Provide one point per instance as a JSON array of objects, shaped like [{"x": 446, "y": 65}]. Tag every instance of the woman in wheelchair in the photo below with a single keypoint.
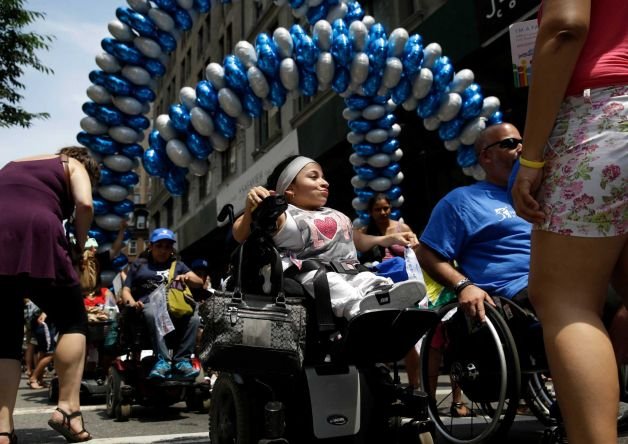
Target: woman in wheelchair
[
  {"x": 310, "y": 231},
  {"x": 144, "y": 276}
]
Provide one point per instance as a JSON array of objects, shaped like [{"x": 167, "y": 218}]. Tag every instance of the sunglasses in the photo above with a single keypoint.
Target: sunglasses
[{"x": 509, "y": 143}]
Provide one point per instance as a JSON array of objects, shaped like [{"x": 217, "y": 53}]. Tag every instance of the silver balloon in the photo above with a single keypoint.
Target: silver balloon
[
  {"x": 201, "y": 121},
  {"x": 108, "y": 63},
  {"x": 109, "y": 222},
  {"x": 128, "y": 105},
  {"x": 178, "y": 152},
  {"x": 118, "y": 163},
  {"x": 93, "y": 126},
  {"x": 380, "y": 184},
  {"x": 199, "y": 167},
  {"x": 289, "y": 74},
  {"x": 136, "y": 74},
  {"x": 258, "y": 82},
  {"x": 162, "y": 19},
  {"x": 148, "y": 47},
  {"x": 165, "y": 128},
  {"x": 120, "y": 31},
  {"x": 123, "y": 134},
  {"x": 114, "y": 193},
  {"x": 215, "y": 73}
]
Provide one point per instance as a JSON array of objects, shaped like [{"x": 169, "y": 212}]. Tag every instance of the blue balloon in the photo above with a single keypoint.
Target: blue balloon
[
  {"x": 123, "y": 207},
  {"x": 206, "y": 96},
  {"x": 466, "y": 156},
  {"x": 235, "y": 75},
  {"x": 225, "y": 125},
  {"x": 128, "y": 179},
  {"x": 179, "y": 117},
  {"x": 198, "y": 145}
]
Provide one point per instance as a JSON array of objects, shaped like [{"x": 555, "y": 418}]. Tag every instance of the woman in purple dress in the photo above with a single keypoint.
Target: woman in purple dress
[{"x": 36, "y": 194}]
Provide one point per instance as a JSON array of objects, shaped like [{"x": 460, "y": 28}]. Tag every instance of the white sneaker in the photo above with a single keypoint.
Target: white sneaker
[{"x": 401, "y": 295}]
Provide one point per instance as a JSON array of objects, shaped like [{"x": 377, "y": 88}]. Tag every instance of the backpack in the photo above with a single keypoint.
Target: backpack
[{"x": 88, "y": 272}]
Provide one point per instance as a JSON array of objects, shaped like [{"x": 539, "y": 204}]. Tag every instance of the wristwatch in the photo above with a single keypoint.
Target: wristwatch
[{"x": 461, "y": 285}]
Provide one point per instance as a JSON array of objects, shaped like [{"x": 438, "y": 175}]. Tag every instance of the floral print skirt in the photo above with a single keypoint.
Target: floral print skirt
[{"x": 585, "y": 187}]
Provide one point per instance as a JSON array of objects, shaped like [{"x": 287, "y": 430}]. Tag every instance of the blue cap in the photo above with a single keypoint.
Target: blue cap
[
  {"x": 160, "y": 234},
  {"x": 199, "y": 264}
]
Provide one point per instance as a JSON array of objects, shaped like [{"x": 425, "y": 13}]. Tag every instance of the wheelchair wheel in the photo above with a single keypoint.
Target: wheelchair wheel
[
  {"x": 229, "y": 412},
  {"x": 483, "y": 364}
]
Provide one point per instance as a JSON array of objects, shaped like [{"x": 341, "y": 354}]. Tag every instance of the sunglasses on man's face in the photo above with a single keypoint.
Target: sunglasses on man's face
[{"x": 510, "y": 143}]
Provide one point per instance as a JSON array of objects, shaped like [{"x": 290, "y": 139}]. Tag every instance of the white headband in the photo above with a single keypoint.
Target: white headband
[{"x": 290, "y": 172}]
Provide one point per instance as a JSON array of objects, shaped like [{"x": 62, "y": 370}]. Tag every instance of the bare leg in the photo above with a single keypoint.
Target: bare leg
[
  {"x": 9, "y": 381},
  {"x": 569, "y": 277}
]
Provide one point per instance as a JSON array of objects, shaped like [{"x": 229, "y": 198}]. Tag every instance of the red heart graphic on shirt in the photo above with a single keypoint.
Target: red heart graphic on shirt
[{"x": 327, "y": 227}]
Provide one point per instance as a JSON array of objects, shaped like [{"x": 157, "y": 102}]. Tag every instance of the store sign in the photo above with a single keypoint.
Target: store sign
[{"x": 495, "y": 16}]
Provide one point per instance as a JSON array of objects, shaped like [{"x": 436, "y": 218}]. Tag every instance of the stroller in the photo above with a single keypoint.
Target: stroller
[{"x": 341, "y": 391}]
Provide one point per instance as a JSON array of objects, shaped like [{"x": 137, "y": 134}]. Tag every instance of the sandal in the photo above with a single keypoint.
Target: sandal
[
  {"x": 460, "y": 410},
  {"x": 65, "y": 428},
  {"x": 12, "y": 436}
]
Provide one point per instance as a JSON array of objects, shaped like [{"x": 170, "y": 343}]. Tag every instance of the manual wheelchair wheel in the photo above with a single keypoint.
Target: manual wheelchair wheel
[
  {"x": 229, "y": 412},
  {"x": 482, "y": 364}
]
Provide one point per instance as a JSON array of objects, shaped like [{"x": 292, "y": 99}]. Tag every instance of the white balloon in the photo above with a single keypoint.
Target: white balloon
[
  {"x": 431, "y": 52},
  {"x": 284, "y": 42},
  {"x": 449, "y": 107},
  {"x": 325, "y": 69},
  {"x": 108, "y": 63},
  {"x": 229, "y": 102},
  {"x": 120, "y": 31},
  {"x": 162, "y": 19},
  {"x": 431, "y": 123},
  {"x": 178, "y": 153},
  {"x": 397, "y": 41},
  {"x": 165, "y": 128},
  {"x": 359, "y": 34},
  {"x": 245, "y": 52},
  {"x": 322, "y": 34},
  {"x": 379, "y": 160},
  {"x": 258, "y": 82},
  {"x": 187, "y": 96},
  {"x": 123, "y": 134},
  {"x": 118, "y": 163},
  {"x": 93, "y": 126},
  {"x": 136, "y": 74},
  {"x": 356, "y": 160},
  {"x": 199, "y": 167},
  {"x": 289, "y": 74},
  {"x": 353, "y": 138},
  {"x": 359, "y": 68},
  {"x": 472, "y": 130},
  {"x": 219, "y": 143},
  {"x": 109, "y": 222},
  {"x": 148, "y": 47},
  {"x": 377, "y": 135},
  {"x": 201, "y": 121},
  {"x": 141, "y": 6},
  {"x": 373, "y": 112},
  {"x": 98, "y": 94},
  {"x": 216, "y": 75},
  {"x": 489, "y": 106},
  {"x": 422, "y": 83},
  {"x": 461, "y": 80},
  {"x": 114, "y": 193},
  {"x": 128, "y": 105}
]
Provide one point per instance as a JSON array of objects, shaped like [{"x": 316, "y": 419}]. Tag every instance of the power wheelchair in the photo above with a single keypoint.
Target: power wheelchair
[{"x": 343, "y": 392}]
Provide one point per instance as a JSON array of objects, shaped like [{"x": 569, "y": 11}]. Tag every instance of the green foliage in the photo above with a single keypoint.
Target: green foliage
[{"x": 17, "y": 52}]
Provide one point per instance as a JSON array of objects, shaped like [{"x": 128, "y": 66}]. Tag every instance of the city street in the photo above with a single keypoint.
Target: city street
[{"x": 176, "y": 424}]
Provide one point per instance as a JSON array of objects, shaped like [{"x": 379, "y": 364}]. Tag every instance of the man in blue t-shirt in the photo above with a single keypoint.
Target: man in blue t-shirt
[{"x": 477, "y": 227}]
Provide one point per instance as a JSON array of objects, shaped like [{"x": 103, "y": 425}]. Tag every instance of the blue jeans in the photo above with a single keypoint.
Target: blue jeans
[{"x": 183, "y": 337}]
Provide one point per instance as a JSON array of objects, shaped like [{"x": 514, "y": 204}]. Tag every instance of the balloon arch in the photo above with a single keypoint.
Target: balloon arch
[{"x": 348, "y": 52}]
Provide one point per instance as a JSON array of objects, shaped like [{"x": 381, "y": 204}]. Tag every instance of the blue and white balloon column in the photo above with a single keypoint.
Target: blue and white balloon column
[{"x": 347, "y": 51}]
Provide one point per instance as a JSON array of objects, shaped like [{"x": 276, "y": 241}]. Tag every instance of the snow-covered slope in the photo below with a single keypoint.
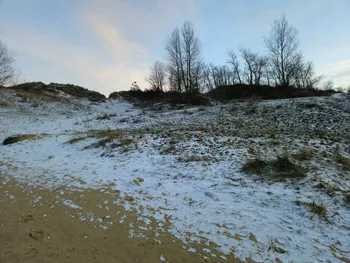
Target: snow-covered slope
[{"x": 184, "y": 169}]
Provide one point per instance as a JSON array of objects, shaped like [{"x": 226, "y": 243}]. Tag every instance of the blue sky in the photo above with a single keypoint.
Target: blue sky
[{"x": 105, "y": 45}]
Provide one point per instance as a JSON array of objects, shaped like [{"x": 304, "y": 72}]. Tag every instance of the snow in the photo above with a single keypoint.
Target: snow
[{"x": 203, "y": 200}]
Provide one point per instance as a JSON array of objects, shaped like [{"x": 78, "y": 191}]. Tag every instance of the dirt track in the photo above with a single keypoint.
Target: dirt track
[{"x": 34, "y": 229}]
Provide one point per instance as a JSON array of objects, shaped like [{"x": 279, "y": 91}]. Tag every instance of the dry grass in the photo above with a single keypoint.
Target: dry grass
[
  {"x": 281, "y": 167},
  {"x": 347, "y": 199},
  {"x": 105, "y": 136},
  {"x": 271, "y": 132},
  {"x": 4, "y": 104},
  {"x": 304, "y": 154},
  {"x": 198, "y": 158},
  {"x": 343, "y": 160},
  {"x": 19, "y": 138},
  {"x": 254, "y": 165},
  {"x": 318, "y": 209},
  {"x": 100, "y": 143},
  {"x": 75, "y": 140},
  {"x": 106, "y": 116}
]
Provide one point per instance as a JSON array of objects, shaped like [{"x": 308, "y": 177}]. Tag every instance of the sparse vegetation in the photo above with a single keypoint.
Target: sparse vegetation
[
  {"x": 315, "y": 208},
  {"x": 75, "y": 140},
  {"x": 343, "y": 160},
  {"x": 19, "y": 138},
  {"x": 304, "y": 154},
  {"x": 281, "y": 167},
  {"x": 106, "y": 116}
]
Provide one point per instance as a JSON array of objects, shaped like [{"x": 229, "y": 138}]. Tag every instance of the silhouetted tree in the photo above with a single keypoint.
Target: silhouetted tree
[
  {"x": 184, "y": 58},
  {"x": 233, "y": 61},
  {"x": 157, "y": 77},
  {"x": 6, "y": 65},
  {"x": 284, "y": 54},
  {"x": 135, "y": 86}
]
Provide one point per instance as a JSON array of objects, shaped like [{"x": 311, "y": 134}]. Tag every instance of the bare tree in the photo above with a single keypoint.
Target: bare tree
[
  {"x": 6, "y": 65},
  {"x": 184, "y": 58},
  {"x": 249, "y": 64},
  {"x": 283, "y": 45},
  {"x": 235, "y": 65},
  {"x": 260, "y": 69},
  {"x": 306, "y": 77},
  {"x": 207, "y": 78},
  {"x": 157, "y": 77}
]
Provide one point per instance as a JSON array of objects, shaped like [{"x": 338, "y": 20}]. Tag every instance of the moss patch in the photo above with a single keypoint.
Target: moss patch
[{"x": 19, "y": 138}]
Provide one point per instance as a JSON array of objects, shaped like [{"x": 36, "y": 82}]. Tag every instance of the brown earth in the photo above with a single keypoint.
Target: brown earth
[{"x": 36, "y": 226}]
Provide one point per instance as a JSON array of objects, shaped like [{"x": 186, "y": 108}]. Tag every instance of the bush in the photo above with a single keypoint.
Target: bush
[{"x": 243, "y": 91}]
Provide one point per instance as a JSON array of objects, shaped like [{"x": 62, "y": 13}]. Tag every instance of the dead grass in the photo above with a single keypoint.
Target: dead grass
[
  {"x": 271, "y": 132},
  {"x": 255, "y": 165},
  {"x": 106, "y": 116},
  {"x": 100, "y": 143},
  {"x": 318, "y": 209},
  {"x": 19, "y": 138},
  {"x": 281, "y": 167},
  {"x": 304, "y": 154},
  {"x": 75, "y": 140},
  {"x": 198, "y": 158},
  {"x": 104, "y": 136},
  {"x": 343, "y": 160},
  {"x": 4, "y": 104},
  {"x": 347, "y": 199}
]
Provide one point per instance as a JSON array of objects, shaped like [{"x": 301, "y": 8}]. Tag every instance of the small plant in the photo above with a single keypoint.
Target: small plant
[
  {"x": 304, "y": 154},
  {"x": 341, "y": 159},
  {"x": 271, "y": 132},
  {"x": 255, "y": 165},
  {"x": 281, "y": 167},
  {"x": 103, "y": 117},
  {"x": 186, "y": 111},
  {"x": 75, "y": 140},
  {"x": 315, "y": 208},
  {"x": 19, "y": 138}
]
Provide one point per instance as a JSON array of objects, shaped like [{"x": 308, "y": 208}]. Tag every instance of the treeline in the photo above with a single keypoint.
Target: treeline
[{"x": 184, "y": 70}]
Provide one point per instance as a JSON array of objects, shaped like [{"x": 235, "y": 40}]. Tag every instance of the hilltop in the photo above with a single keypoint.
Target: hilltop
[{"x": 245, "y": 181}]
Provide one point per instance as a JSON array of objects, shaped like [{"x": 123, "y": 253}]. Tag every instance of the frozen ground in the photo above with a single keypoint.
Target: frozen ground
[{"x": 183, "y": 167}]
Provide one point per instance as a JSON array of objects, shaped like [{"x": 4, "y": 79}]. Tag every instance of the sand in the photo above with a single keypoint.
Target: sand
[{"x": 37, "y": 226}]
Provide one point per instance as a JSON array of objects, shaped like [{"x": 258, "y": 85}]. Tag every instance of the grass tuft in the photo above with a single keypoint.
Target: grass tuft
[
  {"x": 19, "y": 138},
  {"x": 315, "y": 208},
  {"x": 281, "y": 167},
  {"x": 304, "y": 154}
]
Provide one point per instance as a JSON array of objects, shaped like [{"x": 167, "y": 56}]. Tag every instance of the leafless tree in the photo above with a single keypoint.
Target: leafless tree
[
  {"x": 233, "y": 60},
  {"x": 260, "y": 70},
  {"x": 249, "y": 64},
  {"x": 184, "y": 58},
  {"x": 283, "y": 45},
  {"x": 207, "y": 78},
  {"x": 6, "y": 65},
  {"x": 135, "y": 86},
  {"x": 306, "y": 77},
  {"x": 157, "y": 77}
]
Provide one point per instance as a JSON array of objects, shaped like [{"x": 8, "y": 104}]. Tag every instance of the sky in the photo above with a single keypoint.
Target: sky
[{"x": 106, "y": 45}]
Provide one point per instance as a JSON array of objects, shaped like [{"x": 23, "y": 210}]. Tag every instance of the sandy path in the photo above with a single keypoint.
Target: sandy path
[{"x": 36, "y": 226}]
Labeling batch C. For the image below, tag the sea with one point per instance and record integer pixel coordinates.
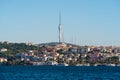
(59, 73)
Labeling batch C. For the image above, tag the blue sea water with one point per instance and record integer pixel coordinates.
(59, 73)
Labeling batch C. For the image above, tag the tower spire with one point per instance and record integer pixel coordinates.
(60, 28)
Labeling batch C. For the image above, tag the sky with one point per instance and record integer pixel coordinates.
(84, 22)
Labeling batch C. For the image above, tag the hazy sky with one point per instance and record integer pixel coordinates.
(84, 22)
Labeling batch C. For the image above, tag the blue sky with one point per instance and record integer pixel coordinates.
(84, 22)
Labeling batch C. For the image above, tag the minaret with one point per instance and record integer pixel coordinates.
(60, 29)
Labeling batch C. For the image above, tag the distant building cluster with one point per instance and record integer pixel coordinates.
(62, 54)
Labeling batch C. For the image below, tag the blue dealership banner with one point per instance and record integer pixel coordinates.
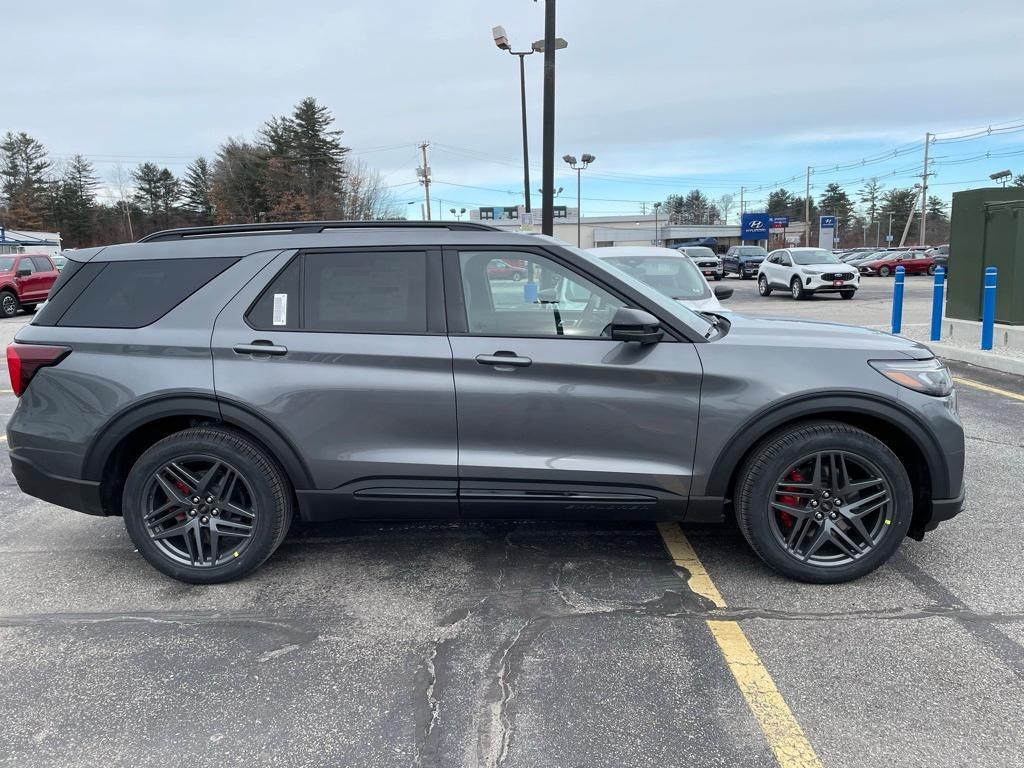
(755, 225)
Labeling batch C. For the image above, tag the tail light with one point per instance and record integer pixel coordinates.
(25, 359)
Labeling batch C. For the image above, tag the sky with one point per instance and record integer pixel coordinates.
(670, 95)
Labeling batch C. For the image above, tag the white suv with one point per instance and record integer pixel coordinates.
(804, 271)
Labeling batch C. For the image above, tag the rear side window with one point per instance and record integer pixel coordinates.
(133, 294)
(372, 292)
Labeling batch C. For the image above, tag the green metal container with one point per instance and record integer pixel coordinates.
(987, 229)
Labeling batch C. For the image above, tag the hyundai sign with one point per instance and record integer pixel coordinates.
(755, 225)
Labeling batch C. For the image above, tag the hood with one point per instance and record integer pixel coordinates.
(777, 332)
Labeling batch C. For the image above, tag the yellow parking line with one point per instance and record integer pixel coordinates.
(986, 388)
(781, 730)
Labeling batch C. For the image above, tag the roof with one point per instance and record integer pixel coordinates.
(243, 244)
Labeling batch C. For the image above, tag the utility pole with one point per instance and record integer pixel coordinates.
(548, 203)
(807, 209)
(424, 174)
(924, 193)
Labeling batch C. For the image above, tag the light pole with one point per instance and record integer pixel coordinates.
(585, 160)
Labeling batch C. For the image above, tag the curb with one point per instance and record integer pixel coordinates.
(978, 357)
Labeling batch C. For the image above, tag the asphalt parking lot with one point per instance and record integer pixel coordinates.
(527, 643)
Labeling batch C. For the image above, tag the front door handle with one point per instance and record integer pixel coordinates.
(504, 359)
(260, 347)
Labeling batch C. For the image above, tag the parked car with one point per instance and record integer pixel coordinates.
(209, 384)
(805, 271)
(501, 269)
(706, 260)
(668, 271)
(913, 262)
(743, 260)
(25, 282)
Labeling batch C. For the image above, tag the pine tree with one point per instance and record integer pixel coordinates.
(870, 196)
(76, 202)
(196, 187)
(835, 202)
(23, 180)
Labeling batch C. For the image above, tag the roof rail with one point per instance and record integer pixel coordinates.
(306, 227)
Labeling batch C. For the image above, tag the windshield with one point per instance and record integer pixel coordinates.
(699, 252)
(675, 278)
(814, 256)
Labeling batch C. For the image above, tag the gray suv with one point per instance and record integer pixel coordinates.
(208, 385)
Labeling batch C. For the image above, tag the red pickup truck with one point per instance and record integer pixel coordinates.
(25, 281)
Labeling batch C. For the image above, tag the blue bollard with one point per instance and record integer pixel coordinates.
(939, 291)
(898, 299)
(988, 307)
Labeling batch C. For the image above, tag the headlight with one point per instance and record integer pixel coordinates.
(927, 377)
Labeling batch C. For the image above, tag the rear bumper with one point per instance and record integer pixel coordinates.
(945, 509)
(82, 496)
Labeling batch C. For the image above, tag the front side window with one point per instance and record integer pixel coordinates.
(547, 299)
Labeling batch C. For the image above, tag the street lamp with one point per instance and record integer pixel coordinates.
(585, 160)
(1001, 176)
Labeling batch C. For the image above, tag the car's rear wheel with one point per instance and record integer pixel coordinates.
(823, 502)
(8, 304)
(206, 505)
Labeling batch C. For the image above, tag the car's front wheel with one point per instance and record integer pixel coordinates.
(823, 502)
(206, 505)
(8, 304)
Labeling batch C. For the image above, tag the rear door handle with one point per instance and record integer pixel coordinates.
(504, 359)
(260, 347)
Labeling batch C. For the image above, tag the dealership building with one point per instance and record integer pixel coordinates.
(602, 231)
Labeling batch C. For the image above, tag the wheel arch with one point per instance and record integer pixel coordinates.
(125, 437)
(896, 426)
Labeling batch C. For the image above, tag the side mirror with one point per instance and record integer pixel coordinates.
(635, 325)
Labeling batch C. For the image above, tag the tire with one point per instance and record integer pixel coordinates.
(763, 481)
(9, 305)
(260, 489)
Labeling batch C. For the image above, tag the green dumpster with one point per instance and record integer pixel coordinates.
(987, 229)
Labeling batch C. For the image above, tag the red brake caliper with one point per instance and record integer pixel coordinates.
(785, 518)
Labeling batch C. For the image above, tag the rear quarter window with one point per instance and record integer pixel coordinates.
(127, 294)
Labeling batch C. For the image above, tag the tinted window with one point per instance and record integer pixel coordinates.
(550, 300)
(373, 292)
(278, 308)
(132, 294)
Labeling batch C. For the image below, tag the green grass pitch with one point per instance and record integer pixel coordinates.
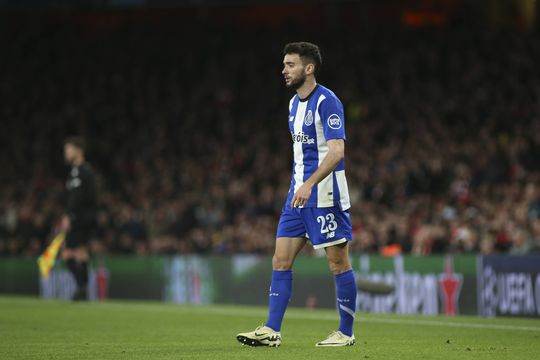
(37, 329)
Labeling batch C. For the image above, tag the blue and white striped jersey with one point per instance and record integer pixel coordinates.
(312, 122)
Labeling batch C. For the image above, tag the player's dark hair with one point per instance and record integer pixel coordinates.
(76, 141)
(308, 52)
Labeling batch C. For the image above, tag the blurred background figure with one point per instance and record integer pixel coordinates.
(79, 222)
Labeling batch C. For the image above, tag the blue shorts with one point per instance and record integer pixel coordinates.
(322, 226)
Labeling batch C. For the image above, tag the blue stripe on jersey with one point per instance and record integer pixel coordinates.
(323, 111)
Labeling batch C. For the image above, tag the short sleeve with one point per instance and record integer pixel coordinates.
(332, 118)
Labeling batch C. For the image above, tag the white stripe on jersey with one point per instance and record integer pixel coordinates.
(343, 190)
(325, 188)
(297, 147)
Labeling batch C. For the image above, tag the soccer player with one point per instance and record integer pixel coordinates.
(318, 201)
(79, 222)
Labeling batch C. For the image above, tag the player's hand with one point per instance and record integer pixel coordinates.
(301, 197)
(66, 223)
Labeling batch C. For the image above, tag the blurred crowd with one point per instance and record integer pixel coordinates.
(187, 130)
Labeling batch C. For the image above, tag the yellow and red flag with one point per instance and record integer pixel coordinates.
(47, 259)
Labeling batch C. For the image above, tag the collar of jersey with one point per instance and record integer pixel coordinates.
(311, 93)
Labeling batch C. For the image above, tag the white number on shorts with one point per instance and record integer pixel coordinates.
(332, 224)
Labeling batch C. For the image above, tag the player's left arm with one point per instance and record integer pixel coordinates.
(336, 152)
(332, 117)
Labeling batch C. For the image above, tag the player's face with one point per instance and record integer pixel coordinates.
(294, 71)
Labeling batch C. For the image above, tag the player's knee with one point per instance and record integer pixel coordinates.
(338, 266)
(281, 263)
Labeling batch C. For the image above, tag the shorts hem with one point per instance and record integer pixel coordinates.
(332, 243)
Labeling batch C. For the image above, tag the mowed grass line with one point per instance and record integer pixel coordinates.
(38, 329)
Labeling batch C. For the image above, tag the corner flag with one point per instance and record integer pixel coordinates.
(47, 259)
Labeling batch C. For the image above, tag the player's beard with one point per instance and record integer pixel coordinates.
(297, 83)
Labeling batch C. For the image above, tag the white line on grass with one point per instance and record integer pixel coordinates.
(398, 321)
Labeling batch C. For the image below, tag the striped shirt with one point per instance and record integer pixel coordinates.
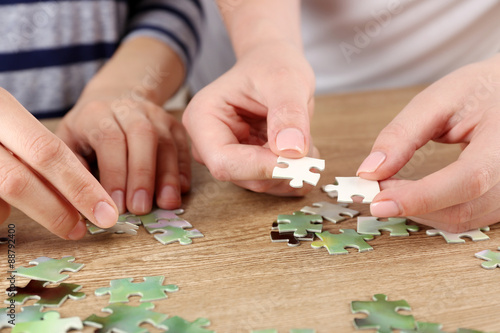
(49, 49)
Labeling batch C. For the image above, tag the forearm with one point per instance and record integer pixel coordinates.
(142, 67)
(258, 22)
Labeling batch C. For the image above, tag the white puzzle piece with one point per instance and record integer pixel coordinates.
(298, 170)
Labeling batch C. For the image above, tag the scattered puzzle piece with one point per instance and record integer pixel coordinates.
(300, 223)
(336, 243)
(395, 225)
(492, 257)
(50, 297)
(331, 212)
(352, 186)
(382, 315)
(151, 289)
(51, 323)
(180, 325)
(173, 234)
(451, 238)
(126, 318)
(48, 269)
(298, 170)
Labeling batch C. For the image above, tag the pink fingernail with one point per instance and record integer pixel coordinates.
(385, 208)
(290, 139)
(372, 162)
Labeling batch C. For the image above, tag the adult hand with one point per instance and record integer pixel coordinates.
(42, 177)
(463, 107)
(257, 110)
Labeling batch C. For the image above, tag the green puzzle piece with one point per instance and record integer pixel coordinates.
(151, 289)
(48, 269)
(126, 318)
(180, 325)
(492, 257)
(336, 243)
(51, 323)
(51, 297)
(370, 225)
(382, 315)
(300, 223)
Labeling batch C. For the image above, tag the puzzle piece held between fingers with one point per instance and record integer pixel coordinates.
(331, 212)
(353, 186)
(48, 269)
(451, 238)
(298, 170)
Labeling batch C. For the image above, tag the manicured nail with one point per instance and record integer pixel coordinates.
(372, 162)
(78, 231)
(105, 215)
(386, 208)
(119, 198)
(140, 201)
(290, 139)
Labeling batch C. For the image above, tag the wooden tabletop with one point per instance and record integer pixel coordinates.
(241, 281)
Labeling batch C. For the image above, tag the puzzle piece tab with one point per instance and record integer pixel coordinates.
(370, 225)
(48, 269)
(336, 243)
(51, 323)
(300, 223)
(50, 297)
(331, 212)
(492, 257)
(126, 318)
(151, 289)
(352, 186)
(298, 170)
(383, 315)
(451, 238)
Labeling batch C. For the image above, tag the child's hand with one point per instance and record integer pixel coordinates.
+===+
• What you have to do
In the listing above, find the line with "of the backpack" and the line with "the bare leg"; set down exactly those two lines and every line between them, nothing more.

• Solution
Provide one point per instance as a JSON array of objects, shaped like [{"x": 377, "y": 88}]. Tag every instance of the backpack in the photo above with a single keypoint.
Target: backpack
[{"x": 88, "y": 272}]
Provide one point per instance as a JSON array of objects, shaped like [{"x": 539, "y": 204}]. Tag every instance of the wristwatch in the photo above with a single keypoint.
Target: wristwatch
[{"x": 461, "y": 285}]
Provide one point per instance as a JSON array of objects, shaped like [{"x": 438, "y": 175}]. Tag every instance of the floral print skirt in the photo above with a single keypoint.
Target: floral print skirt
[{"x": 585, "y": 187}]
Provide one point per instance as a JSON array of objects, shaped like [{"x": 287, "y": 430}]. Tag every instance of the blue cap in the photo above with a single keypoint.
Target: blue cap
[
  {"x": 160, "y": 234},
  {"x": 199, "y": 264}
]
Provide one point per instance as a JSON array of objects, shaped like [{"x": 425, "y": 13}]. Tag every instance of the wheelchair wheel in the photo above with a single keypoint.
Target: wheelchair wheel
[
  {"x": 229, "y": 412},
  {"x": 483, "y": 364}
]
Provide one point per instance as a JSON array of objects, shaped like [{"x": 341, "y": 354}]. Tag every instance of the sunglasses on man's face in the photo above with a single keypoint.
Target: sunglasses on man's face
[{"x": 510, "y": 143}]
Provide one point per instance as a JSON array of objects, shaped like [{"x": 290, "y": 139}]. Tag every instance of the white headband in the photo above with a single keypoint.
Target: white headband
[{"x": 290, "y": 172}]
Provide one point per instance as a JSON array of objects, shaped like [{"x": 62, "y": 370}]. Tag every instance of the bare leg in the photo above with a single keypoint.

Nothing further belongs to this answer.